▶ _Directions for this task_: Please transcribe all of the entries exactly, leaving out any images.

Start of Extracted material

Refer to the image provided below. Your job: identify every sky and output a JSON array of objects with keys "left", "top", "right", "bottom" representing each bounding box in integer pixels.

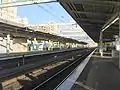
[
  {"left": 17, "top": 2, "right": 74, "bottom": 24},
  {"left": 17, "top": 1, "right": 95, "bottom": 44}
]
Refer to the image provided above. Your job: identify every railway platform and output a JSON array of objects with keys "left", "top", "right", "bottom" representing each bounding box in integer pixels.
[
  {"left": 1, "top": 48, "right": 119, "bottom": 90},
  {"left": 0, "top": 48, "right": 93, "bottom": 90},
  {"left": 56, "top": 52, "right": 120, "bottom": 90}
]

End of Extracted material

▶ _Output of the task_:
Refer to the image provided below. Your job: identify every sky and output a JSON array of objects with keys "left", "top", "right", "bottom" representing each bounding box in integer pixels.

[
  {"left": 17, "top": 2, "right": 74, "bottom": 24},
  {"left": 17, "top": 1, "right": 95, "bottom": 44}
]
Refer to the image provided above. Your job: identify every railway platform and output a JSON array of objects with keys "left", "top", "right", "bottom" representing each bounding box in integer pixels.
[
  {"left": 1, "top": 48, "right": 119, "bottom": 90},
  {"left": 0, "top": 48, "right": 93, "bottom": 90},
  {"left": 56, "top": 52, "right": 120, "bottom": 90}
]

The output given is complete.